▶ Aim of the task
Can you rewrite the data starting with the line that contains "Do you think you could find the baby's face" and going on through the line that contains "[0,210,69,267]", replacing "at your earliest convenience" with "as soon as possible" and leaving everything else unchanged?

(Data excerpted from a collection)

-- -- --

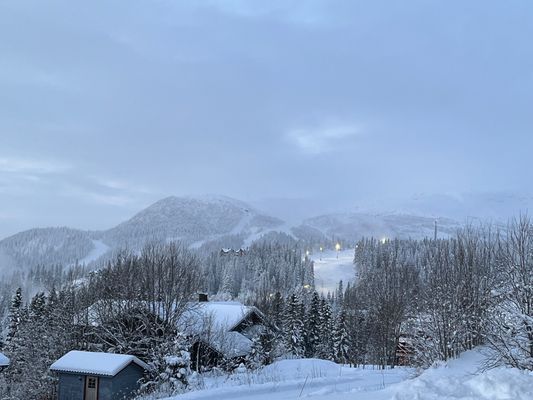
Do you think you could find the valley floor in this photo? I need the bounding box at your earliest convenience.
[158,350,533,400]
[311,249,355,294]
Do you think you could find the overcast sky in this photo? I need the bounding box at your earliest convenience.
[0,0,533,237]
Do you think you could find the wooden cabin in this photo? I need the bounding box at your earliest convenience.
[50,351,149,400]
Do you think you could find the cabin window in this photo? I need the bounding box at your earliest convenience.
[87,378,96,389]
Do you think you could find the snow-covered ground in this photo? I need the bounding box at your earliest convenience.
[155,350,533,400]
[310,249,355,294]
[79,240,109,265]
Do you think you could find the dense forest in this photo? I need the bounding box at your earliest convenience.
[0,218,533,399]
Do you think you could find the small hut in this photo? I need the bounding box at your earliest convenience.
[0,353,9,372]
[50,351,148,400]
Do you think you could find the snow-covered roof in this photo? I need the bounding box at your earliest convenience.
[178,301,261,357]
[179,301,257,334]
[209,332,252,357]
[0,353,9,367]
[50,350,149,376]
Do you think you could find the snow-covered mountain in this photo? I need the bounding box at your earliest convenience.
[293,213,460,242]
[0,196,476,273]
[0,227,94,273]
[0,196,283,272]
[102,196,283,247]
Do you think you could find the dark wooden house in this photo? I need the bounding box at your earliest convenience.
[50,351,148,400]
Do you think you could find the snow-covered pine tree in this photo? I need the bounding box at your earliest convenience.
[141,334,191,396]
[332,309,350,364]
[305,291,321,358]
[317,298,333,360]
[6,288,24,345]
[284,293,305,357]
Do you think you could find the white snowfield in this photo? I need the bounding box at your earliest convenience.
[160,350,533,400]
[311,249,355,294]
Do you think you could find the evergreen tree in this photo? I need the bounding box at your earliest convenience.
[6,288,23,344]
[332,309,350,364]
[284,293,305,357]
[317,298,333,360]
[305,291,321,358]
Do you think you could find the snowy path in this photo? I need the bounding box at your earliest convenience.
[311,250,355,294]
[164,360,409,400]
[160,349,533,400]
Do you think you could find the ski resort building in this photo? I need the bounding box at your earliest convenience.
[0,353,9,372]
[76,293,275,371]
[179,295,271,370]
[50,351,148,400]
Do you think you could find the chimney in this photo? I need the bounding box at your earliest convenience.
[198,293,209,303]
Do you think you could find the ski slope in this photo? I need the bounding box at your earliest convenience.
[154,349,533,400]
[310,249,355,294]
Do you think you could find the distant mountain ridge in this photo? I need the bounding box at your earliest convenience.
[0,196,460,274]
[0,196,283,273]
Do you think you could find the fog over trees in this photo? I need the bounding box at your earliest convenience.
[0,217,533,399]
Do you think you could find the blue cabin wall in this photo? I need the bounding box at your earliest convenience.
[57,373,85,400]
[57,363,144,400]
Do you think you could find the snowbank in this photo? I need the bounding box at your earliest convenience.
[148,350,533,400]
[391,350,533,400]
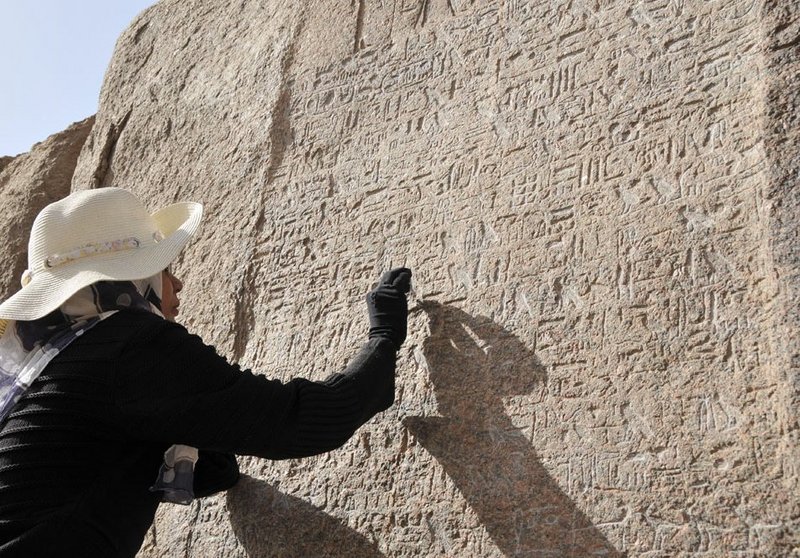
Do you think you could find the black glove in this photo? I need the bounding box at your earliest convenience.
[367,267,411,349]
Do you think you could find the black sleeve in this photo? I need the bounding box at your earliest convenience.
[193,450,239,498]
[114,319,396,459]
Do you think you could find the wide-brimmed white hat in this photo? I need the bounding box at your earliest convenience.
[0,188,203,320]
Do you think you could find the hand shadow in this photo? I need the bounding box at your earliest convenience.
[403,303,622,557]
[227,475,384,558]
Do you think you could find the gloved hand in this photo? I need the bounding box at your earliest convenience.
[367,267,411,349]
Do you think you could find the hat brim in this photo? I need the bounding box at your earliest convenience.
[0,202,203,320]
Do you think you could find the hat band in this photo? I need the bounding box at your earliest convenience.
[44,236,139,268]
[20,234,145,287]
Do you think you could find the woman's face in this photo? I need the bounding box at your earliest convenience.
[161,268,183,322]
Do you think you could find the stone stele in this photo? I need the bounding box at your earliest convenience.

-- -- --

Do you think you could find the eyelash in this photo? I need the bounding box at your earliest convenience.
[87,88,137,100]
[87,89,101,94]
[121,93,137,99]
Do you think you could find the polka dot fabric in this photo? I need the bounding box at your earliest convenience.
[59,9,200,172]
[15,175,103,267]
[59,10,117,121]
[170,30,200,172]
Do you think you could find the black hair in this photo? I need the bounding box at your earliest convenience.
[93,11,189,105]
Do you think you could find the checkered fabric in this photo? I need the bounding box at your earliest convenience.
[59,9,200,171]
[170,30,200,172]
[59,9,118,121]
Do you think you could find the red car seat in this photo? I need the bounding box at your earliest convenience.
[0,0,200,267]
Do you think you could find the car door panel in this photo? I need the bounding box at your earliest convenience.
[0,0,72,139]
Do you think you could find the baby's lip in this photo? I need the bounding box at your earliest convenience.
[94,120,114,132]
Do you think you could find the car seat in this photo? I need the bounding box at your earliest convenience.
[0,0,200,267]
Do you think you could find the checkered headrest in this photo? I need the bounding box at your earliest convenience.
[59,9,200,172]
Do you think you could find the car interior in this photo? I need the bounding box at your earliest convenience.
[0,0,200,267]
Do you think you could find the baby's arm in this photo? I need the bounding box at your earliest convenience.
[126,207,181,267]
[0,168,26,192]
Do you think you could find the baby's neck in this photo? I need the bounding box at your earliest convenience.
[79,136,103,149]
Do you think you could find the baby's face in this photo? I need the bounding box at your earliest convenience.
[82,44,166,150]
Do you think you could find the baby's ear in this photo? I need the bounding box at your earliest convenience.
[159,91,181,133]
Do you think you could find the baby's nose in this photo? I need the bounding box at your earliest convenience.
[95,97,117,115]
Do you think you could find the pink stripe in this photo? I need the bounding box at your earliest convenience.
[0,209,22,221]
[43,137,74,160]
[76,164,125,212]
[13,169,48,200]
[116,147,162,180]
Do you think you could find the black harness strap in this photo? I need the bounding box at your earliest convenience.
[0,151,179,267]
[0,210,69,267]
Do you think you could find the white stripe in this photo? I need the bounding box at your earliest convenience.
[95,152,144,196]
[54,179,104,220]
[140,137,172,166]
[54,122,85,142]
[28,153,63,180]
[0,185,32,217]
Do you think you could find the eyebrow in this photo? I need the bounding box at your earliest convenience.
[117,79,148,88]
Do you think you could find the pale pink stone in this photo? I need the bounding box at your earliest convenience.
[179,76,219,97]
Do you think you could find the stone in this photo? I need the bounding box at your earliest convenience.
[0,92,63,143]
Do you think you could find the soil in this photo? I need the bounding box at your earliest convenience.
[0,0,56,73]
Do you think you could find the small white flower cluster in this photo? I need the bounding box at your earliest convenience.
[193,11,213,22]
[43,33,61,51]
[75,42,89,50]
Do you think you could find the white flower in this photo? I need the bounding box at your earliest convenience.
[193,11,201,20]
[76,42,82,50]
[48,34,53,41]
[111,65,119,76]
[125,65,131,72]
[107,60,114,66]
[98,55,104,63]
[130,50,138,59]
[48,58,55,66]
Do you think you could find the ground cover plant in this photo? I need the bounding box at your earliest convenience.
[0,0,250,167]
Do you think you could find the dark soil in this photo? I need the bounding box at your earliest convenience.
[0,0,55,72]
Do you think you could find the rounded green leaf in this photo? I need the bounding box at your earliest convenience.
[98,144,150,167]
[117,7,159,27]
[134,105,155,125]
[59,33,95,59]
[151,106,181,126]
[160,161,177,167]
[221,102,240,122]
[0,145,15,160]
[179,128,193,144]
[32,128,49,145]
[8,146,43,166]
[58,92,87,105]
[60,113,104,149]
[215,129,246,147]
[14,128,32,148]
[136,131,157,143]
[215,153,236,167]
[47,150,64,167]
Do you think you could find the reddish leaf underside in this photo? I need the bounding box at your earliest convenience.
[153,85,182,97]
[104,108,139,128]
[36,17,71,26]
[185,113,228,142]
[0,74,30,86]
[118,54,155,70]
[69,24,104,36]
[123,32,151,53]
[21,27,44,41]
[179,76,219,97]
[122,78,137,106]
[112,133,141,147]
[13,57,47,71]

-- -- --

▶ Answer below
Do you think you could find the baby's face in this photo? I need the bounding box as soon as possible.
[82,44,166,150]
Do you think you could find the baby's ear in this photo? I need the bounding box as soon as possible.
[159,91,181,133]
Do you think you could find the baby's nose in this photo? I need the bounding box as soon as possible.
[95,97,117,115]
Do you think you could find the pink stripe in this photo? I need the bounding box as soon as possible.
[0,209,22,221]
[43,137,74,160]
[76,164,125,212]
[13,169,48,200]
[116,147,162,180]
Do you think you could find the black harness strap in this photo? I need the bounding box as soon as possible.
[0,151,179,267]
[0,210,69,267]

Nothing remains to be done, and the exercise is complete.